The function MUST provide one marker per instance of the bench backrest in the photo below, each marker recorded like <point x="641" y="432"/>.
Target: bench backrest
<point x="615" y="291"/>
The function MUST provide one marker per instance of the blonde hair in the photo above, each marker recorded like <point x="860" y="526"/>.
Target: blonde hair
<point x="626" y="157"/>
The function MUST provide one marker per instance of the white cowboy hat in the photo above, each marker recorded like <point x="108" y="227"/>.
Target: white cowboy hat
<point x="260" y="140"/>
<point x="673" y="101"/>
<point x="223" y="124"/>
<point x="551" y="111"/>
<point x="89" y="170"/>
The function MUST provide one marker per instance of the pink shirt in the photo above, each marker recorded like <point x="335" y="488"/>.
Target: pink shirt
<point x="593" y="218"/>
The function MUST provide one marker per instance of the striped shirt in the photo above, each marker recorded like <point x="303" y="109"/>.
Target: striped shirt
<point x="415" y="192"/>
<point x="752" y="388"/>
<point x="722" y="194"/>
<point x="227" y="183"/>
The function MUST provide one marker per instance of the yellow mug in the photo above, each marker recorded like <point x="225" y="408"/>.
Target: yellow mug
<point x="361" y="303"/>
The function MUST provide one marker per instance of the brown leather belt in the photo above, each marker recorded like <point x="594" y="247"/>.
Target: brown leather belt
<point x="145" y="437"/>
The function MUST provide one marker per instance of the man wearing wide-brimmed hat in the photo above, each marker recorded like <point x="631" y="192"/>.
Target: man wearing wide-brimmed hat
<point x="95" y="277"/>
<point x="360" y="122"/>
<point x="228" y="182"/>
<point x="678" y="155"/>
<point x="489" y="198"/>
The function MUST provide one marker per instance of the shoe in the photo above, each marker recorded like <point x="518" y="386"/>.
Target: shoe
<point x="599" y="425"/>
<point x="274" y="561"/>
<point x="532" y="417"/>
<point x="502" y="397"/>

Instructies en eisen:
Vervang in de lijst hierboven elke keer "yellow mug" door "blue mug". Geef daarna de hele lijst opnieuw en laat al het andere ongewijzigd.

Antwoord op oefening:
The function MUST provide one marker per instance of the bench backrest in the photo below, each marker recorded like <point x="641" y="432"/>.
Target: bench backrest
<point x="615" y="291"/>
The function MUST provide one marker per instance of the blonde hair in the photo above, each marker recorded like <point x="860" y="526"/>.
Target: blonde hair
<point x="626" y="157"/>
The function MUST provide one marker per instance of the white cowboy hat in the photo above, each marker recorded like <point x="108" y="227"/>.
Target: white cowboy hat
<point x="260" y="140"/>
<point x="673" y="101"/>
<point x="223" y="124"/>
<point x="551" y="111"/>
<point x="89" y="170"/>
The function MUST provide one marker per instance of the pink shirt in the photo above, each marker recorded like <point x="335" y="488"/>.
Target: pink shirt
<point x="593" y="218"/>
The function MUST provide one marker per instance of the striped shirt in the photo above, each marker recorded like <point x="303" y="109"/>.
Target: striped shirt
<point x="415" y="192"/>
<point x="752" y="388"/>
<point x="722" y="194"/>
<point x="227" y="183"/>
The function MUST provide one marker per instance of the blue mug in the photo above, each marker recorded like <point x="225" y="408"/>.
Target: blue mug
<point x="361" y="303"/>
The function MUST provide one marker per instance of the brown leather belt in the photo above, each marker recorded like <point x="594" y="247"/>.
Target: brown leather belt
<point x="145" y="437"/>
The function MUST provide one marker per instance of the man wearing wide-brimmed hat in the photo above, each marker recorded like <point x="631" y="192"/>.
Target: man wearing wide-brimmed hat
<point x="95" y="277"/>
<point x="360" y="122"/>
<point x="228" y="182"/>
<point x="678" y="155"/>
<point x="489" y="198"/>
The function MUST provide one marker per instance of the shoe in the photo above, each marker recorded like <point x="518" y="386"/>.
Target: shoe
<point x="599" y="425"/>
<point x="274" y="561"/>
<point x="532" y="417"/>
<point x="502" y="397"/>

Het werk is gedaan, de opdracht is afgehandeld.